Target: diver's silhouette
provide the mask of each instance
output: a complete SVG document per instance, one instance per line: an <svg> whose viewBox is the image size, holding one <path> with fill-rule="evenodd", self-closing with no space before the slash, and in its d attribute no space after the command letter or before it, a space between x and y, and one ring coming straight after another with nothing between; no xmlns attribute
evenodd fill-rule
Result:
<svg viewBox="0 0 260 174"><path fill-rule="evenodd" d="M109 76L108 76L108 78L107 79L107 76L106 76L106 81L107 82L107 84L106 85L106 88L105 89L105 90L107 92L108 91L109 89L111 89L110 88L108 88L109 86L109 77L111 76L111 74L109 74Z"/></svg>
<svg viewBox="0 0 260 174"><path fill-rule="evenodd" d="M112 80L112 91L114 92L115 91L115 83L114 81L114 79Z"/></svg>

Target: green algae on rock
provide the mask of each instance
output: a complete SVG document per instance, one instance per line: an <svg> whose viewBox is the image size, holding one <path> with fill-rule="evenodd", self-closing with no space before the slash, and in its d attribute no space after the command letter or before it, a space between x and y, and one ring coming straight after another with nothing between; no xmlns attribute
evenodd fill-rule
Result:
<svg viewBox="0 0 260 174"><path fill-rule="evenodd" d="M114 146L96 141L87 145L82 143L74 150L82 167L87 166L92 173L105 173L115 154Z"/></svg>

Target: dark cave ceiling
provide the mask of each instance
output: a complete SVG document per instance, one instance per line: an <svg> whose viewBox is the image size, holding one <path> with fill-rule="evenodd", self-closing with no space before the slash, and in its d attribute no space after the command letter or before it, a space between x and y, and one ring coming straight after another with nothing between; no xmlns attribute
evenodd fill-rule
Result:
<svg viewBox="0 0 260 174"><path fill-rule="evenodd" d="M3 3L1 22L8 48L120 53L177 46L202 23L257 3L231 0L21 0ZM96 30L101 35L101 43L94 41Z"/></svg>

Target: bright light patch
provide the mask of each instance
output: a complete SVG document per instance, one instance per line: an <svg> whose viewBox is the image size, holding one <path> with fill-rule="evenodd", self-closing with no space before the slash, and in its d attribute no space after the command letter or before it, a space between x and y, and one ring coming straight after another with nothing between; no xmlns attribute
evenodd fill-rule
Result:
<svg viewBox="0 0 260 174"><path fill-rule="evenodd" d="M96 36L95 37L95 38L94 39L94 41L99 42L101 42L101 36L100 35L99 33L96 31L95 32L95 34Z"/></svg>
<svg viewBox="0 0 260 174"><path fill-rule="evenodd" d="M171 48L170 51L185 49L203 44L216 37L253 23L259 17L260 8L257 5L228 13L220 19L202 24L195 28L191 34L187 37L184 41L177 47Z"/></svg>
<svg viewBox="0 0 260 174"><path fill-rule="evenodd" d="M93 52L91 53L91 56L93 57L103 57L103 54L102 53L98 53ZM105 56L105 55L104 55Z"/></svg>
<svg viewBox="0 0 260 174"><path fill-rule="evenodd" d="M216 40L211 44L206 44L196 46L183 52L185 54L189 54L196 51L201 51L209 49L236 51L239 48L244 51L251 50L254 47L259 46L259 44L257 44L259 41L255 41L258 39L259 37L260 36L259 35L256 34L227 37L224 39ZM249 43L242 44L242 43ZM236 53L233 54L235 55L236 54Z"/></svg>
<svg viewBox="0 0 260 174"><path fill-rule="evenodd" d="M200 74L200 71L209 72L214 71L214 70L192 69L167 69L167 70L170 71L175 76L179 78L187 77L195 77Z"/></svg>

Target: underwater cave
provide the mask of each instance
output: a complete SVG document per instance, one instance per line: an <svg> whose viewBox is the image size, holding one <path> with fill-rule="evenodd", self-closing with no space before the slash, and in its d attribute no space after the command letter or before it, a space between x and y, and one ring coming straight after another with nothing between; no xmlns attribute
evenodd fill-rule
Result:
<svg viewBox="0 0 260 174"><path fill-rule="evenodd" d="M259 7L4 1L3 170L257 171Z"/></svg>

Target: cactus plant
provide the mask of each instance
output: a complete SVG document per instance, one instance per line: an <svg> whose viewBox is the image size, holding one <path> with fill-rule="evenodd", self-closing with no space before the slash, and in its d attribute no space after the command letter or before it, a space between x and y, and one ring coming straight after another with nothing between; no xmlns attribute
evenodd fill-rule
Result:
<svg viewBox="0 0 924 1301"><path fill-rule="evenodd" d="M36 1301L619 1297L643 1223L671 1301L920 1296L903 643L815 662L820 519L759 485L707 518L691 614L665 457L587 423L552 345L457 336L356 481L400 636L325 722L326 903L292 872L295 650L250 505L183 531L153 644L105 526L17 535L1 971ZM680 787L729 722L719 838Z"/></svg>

Your objective:
Copy the entries above exactly, leaving none out.

Correct result:
Target: diver's silhouette
provide the mask of each instance
output: a complete SVG document per instance, one instance per line: an <svg> whose viewBox is the image size, holding one <path> with fill-rule="evenodd", self-closing with no space before the slash, and in its d attribute no space after the command letter or before it, a space between x and y, and one ring coming straight after another with nothing between; no xmlns attribute
evenodd fill-rule
Result:
<svg viewBox="0 0 260 174"><path fill-rule="evenodd" d="M109 76L108 76L108 78L107 79L107 76L106 76L106 81L107 82L107 84L106 85L106 88L105 89L105 90L107 92L108 91L109 89L111 89L110 88L108 88L109 86L109 77L111 76L111 74L109 74Z"/></svg>
<svg viewBox="0 0 260 174"><path fill-rule="evenodd" d="M112 80L112 91L114 92L115 91L115 83L114 81L114 79Z"/></svg>

Target: green algae on rock
provide the mask of each instance
output: a complete SVG document per instance, one instance per line: an <svg> whose viewBox is the image size, holding one <path> with fill-rule="evenodd", self-closing with no space before the slash, and in its d attribute no space after the command letter or before it, a space between x and y, and one ring coming straight after another with nothing between; no xmlns attribute
evenodd fill-rule
Result:
<svg viewBox="0 0 260 174"><path fill-rule="evenodd" d="M114 146L96 141L87 145L82 143L74 150L82 167L87 166L92 173L105 173L115 154Z"/></svg>

Target: dark cave ceiling
provide the mask of each instance
output: a complete SVG document per instance, one instance per line: an <svg> whose viewBox is the image size, holding one <path> with fill-rule="evenodd", self-closing with no space before the slash, and in its d attribute no space after the command letter or before it, a space between x and y, and one ring coming straight after another with nothing between; no xmlns attribute
evenodd fill-rule
Result:
<svg viewBox="0 0 260 174"><path fill-rule="evenodd" d="M3 3L1 22L8 48L120 53L177 46L202 23L257 3L231 0L21 0ZM96 30L101 35L101 43L94 41Z"/></svg>

Target: bright light patch
provide the mask of each instance
output: a complete SVG document per instance, one instance per line: an <svg> whose viewBox is the image size, holding one <path> with fill-rule="evenodd", self-closing with no space before the slash, and in its d attribute no space after the command letter or before it, a space between x and y, and one ring coming straight after another with nothing between; no xmlns attribute
evenodd fill-rule
Result:
<svg viewBox="0 0 260 174"><path fill-rule="evenodd" d="M96 36L95 37L95 38L94 39L94 41L99 42L101 42L101 36L100 35L99 33L96 31L95 32L95 34Z"/></svg>
<svg viewBox="0 0 260 174"><path fill-rule="evenodd" d="M171 48L170 51L185 49L203 44L216 37L253 23L259 17L260 8L257 5L228 13L220 19L202 24L195 28L191 34L187 37L184 41L177 47Z"/></svg>
<svg viewBox="0 0 260 174"><path fill-rule="evenodd" d="M93 52L91 53L91 56L93 57L103 57L103 54L102 53L98 53ZM105 56L105 55L104 55Z"/></svg>
<svg viewBox="0 0 260 174"><path fill-rule="evenodd" d="M216 40L211 44L206 44L196 46L183 52L185 54L189 54L196 51L201 51L209 49L236 51L239 48L244 51L251 50L254 47L259 46L259 44L257 44L259 41L255 41L258 39L259 37L260 36L259 35L256 34L227 37L224 39ZM249 43L242 44L242 43ZM236 53L233 54L235 55L236 54Z"/></svg>
<svg viewBox="0 0 260 174"><path fill-rule="evenodd" d="M200 74L200 71L209 72L214 71L214 70L192 69L167 69L167 70L170 71L175 76L179 78L187 77L195 77Z"/></svg>

Target: underwater cave
provide the mask of each instance
output: a complete SVG document per instance, one instance per line: an <svg> whose viewBox is the image size, holding one <path> with fill-rule="evenodd", self-closing with no space before the slash, and in its d attribute no space after the command letter or before it, a space between x and y, and one ring coming straight after another with nothing between; no xmlns attribute
evenodd fill-rule
Result:
<svg viewBox="0 0 260 174"><path fill-rule="evenodd" d="M259 7L4 1L3 170L257 171Z"/></svg>

Target: cactus plant
provide the mask of each instance
output: a complete SVG document per instance, one instance per line: an <svg> whose viewBox is the image size, holding one <path> with fill-rule="evenodd", self-closing with no space before the slash, and in its d attribute no space after the command letter or before it, a space between x and y, and one ring coming straight after another with nothing between; no xmlns attribute
evenodd fill-rule
Result:
<svg viewBox="0 0 924 1301"><path fill-rule="evenodd" d="M36 1301L619 1297L643 1223L671 1301L920 1296L903 643L815 662L820 519L759 485L707 518L691 614L665 457L587 423L552 345L457 336L356 481L400 636L325 722L326 903L292 872L295 650L250 505L183 531L153 644L105 526L17 535L1 971ZM680 787L729 722L719 838Z"/></svg>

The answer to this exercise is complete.